— Set tasks —
(A) Reproduce the passage of the DOOM floor-splitting text that begins at the words "For some areas, it" and stops after "ceilings as well.".
(B) Answer these questions from the DOOM floor-splitting text:
(i) Which sector is shown as the typical sector?
(ii) What does each pair of sorted lines form when combined with the top and bottom Y boundary?
(iii) What method replaced the floating-point linear interpolation to fix the hairline cracks?

# start of Text section

In this instance, a solution did present itself, but it's far from 'brilliant'.

I was pondering DOOM's floors, and how to split them up. I came up with a simple, optimal solution - optimal, provided that the sector I was splitting into triangles was a rectangle with sides perfectly aligned the the (x,y) axes. Happily, DOOM follows that pattern fairly often.



Here we have the typical sector. It's sector number one from E1M1, the ground that surrounds the acid pool outside the window. As you can see, it's not entirely convex, and has a hole in the middle. I have access to the lines and points that surround the sector.

My technique runs like this:
  1. Split the sector up into horizontal spans. To do this, I cycle through every single line in the sector, and for every different Y coordinate I split the sector.
  2. For each individual span, go through each line in the sector. If it's completely outside the span, discard it. If it's partially outside (no line will ever have a point half-way inside the span), clip it to the upper/lower Y bounds.
  3. Sort these lines from left to right, then group into pairs. Each pair, when combined with the top and bottom Y boundary, forms a trapezium. Split this into two triangles - there's a part of your floor.


This method is fairly simple, and appears to work pretty well:



Note the large magenta shape at the top (maze in E1M2). That's a single sector!

The image is less pretty if I dump out an image showing the triangles generated:



Hopefully that makes my method slightly clearer.

For some areas, it does pretty well. In others (sectors not perfectly aligned to the (x,y) axes) it generates an absolutely horrible mess of triangles.

Grouping walls by texture and generating a new vertex buffer for each texture group worked pretty well, so I've done the same for floors.

The first floor test looked pretty good (minus texture coordinates):



...so I fixed it up a bit, and flipped the vertex order to support ceilings as well.



One problem I had been worried about had reared it's ugly head, however - hairline cracks between triangles, showing the lovely bright blue through the dark and dismal UAC facility. It was trivial to fix, however; replace the floating-point linear interpolation (to clip lines to the single horizontal span in the floor splitting code) with the integer-based method. This got rid of all the rounding errors, and the cracks were gone.

The floor splitting code might inefficient, but it is simple - even then, however, it does fail on certain segments resulting in slightly-larger-than-hairline cracks on certain levels.



I'm not quite sure why that's happening. I have a hunch that in certain cases there is an extra line when breaking up sectors into horizontal spans and you end up with an odd number of dividing lines. In some cases, this extra line is at the end - and it is ignored safely. If it's at the beginning, though, everything is shunted along one and the whole sector span is drawn incorrectly.

# end of Text section
# start of Data

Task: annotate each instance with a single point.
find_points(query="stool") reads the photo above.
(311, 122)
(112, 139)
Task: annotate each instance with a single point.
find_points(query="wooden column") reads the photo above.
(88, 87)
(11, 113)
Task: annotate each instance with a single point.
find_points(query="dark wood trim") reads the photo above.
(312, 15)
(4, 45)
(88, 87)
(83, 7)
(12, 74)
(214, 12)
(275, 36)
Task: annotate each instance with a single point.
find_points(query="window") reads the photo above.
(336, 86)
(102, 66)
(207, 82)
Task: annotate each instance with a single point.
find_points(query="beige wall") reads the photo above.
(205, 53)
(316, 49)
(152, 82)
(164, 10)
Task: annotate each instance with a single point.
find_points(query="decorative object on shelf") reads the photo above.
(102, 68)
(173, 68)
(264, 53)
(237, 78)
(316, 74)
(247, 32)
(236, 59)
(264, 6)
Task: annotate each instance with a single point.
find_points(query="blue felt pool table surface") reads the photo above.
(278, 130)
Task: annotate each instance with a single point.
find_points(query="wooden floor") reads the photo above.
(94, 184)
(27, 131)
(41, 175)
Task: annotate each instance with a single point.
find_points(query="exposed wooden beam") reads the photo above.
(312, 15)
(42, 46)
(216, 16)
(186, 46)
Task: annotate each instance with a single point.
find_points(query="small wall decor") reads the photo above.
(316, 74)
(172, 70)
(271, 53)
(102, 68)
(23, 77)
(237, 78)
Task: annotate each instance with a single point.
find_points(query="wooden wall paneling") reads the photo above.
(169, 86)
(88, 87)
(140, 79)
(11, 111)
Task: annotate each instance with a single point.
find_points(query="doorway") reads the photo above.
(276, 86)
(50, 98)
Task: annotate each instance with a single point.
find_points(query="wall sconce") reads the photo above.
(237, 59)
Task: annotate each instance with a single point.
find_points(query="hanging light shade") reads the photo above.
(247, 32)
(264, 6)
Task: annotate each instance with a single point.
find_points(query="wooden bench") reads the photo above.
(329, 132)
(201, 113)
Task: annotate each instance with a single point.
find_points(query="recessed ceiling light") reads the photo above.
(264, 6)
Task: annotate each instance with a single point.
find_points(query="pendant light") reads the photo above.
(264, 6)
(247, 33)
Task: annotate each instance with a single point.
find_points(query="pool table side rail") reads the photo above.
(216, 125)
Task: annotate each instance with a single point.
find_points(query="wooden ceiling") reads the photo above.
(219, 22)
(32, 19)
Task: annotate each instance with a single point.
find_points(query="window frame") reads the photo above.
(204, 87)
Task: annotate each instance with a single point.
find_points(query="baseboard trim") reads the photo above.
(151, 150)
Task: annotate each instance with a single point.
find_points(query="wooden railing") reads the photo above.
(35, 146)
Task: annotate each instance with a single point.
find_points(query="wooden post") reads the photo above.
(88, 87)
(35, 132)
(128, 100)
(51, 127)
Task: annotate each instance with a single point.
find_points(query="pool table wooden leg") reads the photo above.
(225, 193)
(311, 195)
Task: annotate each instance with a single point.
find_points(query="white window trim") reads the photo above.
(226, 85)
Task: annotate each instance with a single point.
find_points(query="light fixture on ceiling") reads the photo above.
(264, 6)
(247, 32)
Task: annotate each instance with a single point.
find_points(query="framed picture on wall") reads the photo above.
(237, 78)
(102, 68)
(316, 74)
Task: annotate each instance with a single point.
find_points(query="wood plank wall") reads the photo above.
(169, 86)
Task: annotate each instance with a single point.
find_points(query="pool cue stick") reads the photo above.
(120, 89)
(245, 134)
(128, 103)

# end of Data

— Outputs by task —
(A)
For some areas, it does pretty well. In others (sectors not perfectly aligned to the (x,y) axes) it generates an absolutely horrible mess of triangles.

Grouping walls by texture and generating a new vertex buffer for each texture group worked pretty well, so I've done the same for floors.

The first floor test looked pretty good (minus texture coordinates):



...so I fixed it up a bit, and flipped the vertex order to support ceilings as well.

(B)
(i) Sector number one from E1M1, the ground that surrounds the acid pool outside the window.
(ii) A trapezium.
(iii) The integer-based method.